[Records of labeled points]
######

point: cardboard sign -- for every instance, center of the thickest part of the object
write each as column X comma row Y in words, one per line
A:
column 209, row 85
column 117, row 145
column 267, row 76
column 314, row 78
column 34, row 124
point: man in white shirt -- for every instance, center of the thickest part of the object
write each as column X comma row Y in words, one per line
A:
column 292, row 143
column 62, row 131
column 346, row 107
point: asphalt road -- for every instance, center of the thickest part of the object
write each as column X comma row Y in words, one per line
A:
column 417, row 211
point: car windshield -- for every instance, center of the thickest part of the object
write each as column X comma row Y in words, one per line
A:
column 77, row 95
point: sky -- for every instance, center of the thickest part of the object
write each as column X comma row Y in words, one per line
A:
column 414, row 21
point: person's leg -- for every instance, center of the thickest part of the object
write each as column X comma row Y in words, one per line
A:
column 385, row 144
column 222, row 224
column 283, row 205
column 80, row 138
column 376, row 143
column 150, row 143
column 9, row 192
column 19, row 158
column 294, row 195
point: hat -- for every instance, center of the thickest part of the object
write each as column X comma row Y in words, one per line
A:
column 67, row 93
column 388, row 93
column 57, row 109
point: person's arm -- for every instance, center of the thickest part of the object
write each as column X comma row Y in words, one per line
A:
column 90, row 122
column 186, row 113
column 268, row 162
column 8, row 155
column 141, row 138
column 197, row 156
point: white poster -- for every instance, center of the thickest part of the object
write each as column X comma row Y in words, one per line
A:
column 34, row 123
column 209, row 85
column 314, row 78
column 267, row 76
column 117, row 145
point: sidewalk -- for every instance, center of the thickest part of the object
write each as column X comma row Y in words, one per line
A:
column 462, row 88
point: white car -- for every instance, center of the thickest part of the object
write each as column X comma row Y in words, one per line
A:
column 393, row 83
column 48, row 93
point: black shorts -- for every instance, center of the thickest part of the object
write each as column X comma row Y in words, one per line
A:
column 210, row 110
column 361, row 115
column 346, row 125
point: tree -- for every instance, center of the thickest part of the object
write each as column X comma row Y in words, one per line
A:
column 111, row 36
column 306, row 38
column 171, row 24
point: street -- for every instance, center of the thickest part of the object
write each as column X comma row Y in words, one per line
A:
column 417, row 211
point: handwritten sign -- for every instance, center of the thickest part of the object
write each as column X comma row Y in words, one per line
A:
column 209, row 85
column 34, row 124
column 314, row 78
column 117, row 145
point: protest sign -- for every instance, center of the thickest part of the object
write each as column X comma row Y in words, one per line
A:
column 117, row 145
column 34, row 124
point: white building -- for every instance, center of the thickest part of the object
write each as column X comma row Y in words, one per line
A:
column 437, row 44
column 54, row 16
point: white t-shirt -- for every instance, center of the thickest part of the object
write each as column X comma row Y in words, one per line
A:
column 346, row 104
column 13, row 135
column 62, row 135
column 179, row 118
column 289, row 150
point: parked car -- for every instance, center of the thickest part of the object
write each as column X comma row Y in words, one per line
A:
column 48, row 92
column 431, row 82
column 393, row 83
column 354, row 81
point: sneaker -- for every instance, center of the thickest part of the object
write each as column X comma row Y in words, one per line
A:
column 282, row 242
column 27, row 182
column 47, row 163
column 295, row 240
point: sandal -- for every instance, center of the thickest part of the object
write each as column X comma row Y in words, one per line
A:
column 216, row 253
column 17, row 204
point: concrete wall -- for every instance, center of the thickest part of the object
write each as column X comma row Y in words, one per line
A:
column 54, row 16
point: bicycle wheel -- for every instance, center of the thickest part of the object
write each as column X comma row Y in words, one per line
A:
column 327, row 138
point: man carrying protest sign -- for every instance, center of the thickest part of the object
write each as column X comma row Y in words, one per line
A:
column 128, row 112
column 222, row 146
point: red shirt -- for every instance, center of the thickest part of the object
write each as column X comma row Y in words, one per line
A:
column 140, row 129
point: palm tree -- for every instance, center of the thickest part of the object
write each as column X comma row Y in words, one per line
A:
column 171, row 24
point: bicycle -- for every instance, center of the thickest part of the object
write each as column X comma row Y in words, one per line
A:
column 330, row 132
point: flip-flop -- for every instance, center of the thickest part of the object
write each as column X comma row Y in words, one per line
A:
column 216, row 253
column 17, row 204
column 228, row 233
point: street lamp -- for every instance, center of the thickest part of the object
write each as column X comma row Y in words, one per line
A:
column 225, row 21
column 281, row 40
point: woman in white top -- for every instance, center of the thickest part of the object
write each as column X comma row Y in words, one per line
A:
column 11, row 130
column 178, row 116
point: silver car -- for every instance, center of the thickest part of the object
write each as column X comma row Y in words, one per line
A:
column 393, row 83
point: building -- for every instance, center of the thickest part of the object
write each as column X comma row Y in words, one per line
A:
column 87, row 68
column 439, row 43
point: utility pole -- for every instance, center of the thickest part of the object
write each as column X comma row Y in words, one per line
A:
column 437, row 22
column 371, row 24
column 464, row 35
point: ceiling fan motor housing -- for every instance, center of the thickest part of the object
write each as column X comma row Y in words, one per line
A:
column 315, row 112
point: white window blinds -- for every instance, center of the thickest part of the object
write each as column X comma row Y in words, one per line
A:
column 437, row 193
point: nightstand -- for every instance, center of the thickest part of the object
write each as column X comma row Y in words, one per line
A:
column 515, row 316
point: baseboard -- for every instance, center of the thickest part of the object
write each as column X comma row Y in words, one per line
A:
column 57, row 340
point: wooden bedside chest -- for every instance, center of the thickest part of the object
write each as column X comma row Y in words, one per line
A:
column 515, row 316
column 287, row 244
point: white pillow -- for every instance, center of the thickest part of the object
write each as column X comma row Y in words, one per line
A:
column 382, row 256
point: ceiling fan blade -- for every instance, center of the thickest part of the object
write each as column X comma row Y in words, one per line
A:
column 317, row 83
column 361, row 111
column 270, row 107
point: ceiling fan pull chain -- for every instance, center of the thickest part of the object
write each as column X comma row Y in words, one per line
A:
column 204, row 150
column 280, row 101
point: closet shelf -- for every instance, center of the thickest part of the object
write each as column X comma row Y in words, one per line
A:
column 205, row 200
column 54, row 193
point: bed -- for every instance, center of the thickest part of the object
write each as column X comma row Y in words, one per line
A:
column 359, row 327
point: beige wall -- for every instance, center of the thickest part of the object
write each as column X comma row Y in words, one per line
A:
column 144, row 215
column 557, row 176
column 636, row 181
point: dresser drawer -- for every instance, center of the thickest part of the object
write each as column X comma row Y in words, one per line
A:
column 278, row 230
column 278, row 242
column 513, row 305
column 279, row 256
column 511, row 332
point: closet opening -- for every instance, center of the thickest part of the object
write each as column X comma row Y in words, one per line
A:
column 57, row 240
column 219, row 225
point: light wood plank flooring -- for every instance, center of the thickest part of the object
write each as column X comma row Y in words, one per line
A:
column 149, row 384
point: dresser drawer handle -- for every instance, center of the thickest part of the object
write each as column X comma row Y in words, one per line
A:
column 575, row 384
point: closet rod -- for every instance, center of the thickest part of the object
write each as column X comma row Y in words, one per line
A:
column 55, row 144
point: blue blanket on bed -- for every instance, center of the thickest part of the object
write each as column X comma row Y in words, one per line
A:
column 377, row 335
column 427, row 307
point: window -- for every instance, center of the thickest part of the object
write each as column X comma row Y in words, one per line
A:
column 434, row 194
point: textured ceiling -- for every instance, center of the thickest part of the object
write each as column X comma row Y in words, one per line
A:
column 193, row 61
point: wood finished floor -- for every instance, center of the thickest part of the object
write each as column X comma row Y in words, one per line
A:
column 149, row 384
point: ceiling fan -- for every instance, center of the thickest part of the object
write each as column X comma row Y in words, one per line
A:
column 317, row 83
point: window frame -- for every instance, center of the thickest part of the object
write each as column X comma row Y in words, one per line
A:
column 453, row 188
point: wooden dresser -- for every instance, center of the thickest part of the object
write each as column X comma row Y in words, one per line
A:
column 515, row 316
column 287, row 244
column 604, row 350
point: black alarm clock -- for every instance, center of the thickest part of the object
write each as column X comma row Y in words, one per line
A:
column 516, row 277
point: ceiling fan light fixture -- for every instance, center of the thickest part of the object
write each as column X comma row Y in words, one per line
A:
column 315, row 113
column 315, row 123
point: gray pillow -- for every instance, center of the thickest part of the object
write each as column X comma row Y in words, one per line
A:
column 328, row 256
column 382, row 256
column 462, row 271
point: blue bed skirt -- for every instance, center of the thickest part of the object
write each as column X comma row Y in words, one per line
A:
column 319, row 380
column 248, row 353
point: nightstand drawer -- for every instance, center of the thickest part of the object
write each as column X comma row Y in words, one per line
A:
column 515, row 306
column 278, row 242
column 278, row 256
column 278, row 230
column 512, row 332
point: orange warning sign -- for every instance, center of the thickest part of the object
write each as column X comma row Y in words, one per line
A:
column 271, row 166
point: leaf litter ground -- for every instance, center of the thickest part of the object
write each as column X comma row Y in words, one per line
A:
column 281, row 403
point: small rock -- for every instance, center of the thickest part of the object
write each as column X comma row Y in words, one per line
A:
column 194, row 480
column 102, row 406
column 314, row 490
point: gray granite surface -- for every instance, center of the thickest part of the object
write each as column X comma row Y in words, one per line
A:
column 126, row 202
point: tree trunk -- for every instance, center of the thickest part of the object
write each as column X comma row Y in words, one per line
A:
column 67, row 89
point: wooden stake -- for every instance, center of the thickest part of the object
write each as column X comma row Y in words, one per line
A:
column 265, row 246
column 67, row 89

######

Written request >> Return the line that contains "point: orange warning" and all lines after it, verbatim, and nothing else.

Exercise result >>
point: orange warning sign -- for every instance, center of the thickest part of the object
write each as column X comma row Y in words, one per line
A:
column 271, row 166
point: leaf litter ground -- for every instance, center of the thickest part of the object
write each as column X comma row Y in words, one per line
A:
column 281, row 403
point: small rock -- for every instance, center of the thickest part of the object
write each as column X comma row Y in words, one per line
A:
column 194, row 480
column 102, row 406
column 314, row 490
point: gray granite surface -- for every instance, center of the thickest part of the object
write each as column X comma row Y in words, one per line
A:
column 126, row 202
point: tree trunk -- for every instance, center of the thickest part of the object
write each as column X comma row Y in words, one per line
A:
column 67, row 89
point: wooden stake -- for every instance, center of the thickest part of the object
write each as column X comma row Y in words, one per line
A:
column 265, row 246
column 67, row 89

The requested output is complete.